* _Text under study_:

BEGIN

Most important, the two key negotiators in Muscat Steve Witkoff and Abbas Araqchi have decided to return to the talks on April 19 in exactly a week’s time after reporting back to their principals in Washington and Tehran respectively and seeking fresh guidelines going forward.
The White House said the talks were positive and constructive and appreciated that “direct communication was a step forward in achieving a mutually beneficial outcome.” Witkoff described the talks as “very positive and constructive.”
Iran’s foreign ministry said the talks were held in “a constructive atmosphere based on mutual respect. Araqchi also described the negotiations as “promising and constructive.” Significantly, Araqchi told the Iranian national television that the talks brought the two sides closer to establishing “the basis of negotiations” for future discussions.
He added cryptically that while Oman will continue to act as mediator in the upcoming round on April 19, the venue for the next session may change.
Signalling to Witkoff and addressing the domestic audience, Araqchi gave an insightful perspective. He said the discussions aimed to create a structured agenda for the negotiations based on a timeline. The following remarks by Araqchi must be noted carefully:
- “We agreed to hold a second round next Saturday, and in the next session, we will delve into the overall framework that a deal can take to see how far this process can advance.”
- It is important to set a basis for the talks; “If we can finalise the basis in the next meeting… we can begin real discussions based on that basis.”

END

* _Record set_:
BEGIN

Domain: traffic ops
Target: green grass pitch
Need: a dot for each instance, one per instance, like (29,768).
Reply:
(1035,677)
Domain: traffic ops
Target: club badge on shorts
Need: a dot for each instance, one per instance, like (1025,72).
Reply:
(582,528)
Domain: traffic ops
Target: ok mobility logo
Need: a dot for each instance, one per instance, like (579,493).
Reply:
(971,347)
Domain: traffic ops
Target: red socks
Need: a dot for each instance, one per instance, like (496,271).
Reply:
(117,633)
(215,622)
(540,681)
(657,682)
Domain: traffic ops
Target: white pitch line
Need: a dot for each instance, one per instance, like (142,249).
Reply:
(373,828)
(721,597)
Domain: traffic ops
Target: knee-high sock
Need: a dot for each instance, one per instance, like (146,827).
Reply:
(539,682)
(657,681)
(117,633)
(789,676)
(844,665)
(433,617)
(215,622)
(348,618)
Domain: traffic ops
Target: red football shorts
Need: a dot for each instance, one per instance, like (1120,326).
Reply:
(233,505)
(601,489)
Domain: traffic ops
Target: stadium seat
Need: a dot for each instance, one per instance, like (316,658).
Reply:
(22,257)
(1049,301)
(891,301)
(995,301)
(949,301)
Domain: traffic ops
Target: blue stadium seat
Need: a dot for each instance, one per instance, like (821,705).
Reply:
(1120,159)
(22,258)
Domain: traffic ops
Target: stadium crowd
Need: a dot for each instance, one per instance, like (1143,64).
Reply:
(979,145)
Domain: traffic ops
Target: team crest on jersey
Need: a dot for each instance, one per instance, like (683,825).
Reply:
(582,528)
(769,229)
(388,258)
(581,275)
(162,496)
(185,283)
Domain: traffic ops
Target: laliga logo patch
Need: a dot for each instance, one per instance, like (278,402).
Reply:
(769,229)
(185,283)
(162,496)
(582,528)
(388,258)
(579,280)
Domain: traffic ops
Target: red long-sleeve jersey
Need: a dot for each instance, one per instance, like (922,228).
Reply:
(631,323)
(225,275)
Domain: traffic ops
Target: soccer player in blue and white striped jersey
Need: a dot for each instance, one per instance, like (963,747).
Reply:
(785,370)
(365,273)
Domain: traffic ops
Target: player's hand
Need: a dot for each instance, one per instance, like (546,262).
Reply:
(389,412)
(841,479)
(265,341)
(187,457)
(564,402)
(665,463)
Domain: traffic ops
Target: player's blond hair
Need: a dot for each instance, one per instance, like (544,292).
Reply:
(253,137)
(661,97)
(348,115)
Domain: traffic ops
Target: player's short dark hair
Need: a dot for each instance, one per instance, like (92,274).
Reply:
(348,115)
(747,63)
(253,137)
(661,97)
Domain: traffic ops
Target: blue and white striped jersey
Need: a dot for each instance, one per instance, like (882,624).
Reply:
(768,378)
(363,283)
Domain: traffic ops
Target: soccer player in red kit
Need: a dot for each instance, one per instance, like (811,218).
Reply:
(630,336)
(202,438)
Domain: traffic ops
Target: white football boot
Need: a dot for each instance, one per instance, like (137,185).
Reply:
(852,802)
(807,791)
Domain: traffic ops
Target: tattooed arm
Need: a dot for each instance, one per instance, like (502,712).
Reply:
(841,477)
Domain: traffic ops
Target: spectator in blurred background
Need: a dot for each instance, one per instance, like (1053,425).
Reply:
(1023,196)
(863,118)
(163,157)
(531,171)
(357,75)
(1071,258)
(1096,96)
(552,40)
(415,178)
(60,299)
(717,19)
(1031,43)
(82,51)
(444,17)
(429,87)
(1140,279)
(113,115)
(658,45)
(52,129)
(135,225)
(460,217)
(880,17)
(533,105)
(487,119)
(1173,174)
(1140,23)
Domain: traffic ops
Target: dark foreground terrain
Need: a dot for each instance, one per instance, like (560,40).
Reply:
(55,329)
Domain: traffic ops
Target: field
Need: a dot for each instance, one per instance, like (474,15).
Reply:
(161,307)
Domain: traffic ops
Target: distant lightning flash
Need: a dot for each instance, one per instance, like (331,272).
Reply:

END

* _What is being asked_:
Resume the report on the Muscat talks between Witkoff and Araqchi, picking up right after its last sentence.

* _Result for this exercise_:
- The talks were conducted in a “calm and very respectful atmosphere. No inappropriate language was used. Both sides demonstrated their determination to advance the talks until an agreement is reached that is desirable for both parties and is based on an equal footing.”
- Neither Iran nor the US wants to “negotiate for the sake of negotiating” and does not favour protracted “attritional talks.” Both sides voiced their keenness to achieve an agreement “at the shortest time. This, however, will not be easy and requires full determination of the two sides.”
- “When leaving, the two delegations encountered each other, and we talked for a few minutes. This is a completely accepted issue. We have always observed diplomatic courtesy when dealing with American diplomats, and this time, too, an initial greeting was exchanged, and then we left the place. It was nothing extraordinary.”
Dr Mohammad Jafar Qaempanah, President Masoud Pezeshkian’s trusted chief of staff who holds the position of vice-president for executive affairs — and, incidentally, a medical doctor by profession with research papers and foreign citations to his credit — that the negotiations “were conducted well with dignity, prudence, expediency, and in line with the interests of the Iranian people.”
President Donald Trump reined himself in his early comments to the media from Air Force One, “Nothing matters until you get it done, so I don’t like talking about it, but it’s going OK. The Iran situation is going pretty good, I think.”
Elsewhere, Trump added, “I want Iran to be a wonderful, great, happy country, but they can’t have a nuclear weapon.” But that is Iran’s strategic choice, too.
That said, both in the US and in Iran, the hardliners are straining at the leash to throw stones. Then there are also the third parties with their own agenda. If the Iranians spurned the initial US attempt to have the UAE mediate, and instead also bypassed Qatar and opted for Oman as their preferred mediator for the talks, it tells a tale by itself of the complex regional alignments in the Gulf as well as Tehran’s need to keep Israelis miles away from messing around.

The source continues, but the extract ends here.